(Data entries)
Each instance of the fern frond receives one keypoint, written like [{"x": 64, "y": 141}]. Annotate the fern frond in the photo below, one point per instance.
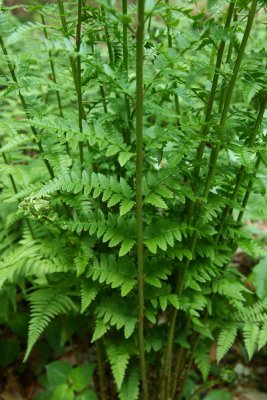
[
  {"x": 226, "y": 339},
  {"x": 46, "y": 304}
]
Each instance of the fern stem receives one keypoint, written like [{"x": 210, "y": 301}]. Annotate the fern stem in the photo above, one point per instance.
[
  {"x": 54, "y": 79},
  {"x": 215, "y": 151},
  {"x": 53, "y": 72},
  {"x": 248, "y": 191},
  {"x": 187, "y": 370},
  {"x": 139, "y": 194},
  {"x": 107, "y": 35},
  {"x": 78, "y": 79},
  {"x": 213, "y": 159},
  {"x": 71, "y": 59},
  {"x": 101, "y": 371},
  {"x": 25, "y": 107},
  {"x": 178, "y": 367},
  {"x": 176, "y": 98},
  {"x": 208, "y": 112},
  {"x": 205, "y": 385},
  {"x": 15, "y": 190},
  {"x": 241, "y": 173},
  {"x": 125, "y": 52},
  {"x": 125, "y": 35}
]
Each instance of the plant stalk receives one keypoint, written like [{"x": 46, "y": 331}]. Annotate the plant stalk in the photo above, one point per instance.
[
  {"x": 213, "y": 159},
  {"x": 15, "y": 190},
  {"x": 240, "y": 175},
  {"x": 139, "y": 194},
  {"x": 78, "y": 79},
  {"x": 101, "y": 371},
  {"x": 54, "y": 79},
  {"x": 25, "y": 108},
  {"x": 208, "y": 112}
]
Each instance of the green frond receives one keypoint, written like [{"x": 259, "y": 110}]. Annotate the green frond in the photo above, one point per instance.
[
  {"x": 130, "y": 386},
  {"x": 226, "y": 339},
  {"x": 119, "y": 358},
  {"x": 251, "y": 335},
  {"x": 45, "y": 305}
]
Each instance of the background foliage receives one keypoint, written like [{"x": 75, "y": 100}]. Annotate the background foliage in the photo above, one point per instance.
[{"x": 69, "y": 143}]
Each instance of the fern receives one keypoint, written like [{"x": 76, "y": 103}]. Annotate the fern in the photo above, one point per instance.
[
  {"x": 226, "y": 339},
  {"x": 85, "y": 159},
  {"x": 46, "y": 304}
]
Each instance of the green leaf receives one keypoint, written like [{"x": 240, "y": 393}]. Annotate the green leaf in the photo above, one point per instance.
[
  {"x": 129, "y": 328},
  {"x": 259, "y": 278},
  {"x": 115, "y": 199},
  {"x": 126, "y": 205},
  {"x": 88, "y": 395},
  {"x": 63, "y": 392},
  {"x": 113, "y": 149},
  {"x": 81, "y": 377},
  {"x": 100, "y": 329},
  {"x": 151, "y": 244},
  {"x": 118, "y": 367},
  {"x": 124, "y": 156},
  {"x": 218, "y": 394},
  {"x": 262, "y": 336},
  {"x": 155, "y": 200},
  {"x": 58, "y": 372},
  {"x": 130, "y": 386},
  {"x": 9, "y": 351},
  {"x": 251, "y": 333},
  {"x": 126, "y": 246},
  {"x": 226, "y": 339},
  {"x": 88, "y": 294}
]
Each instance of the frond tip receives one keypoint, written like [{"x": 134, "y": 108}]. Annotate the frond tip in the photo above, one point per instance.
[{"x": 46, "y": 304}]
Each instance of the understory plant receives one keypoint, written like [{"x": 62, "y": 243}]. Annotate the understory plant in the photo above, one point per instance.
[{"x": 132, "y": 135}]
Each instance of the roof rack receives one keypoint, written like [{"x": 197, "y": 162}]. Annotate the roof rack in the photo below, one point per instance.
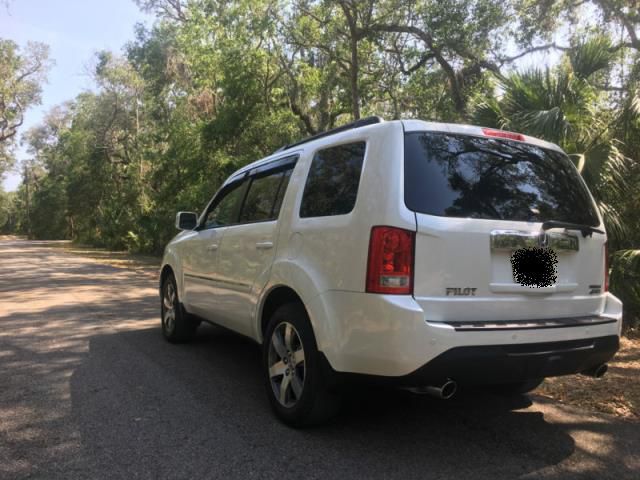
[{"x": 349, "y": 126}]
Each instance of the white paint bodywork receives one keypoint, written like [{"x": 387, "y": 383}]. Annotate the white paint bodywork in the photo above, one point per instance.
[{"x": 324, "y": 260}]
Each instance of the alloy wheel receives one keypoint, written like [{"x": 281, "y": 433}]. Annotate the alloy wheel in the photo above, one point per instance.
[{"x": 286, "y": 364}]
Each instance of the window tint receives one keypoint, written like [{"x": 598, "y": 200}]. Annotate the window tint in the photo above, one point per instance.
[
  {"x": 465, "y": 176},
  {"x": 225, "y": 209},
  {"x": 264, "y": 199},
  {"x": 332, "y": 184}
]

What is being asked: The lines from the one holding "Each instance of the frond" through the end of the material above are to be echoed exactly, both ends included. Do not include pictures.

Written reply:
Each instance of the frond tip receives one keypoint, written like [{"x": 134, "y": 108}]. Annotate the frond tip in the photo above, one point per instance.
[{"x": 46, "y": 304}]
Each instance of the understory plant receives one keypoint, written like [{"x": 62, "y": 243}]. Annotate the understory plant in the photo above, one point per instance.
[{"x": 132, "y": 135}]
Each instance of the roof rack receives one keypoint, written like [{"x": 197, "y": 162}]. Annotate the roof rack in the photo below, one point per instance.
[{"x": 349, "y": 126}]
Each instance of the white paint bodywork receives one keypoint, written like [{"x": 387, "y": 383}]. Annotate the white paint bodywork in the photo above, one point per instance.
[{"x": 324, "y": 260}]
Each instance of the alloy wheel receives one keypoint, written like [{"x": 281, "y": 433}]. Annotate the alloy wheel in the photo above, one point per instance.
[{"x": 286, "y": 364}]
Each instance of the window tint receives one keypoint, written like [{"x": 598, "y": 200}]. Annotate the window tint in the photo above, one point per instance.
[
  {"x": 465, "y": 176},
  {"x": 225, "y": 209},
  {"x": 264, "y": 199},
  {"x": 332, "y": 184}
]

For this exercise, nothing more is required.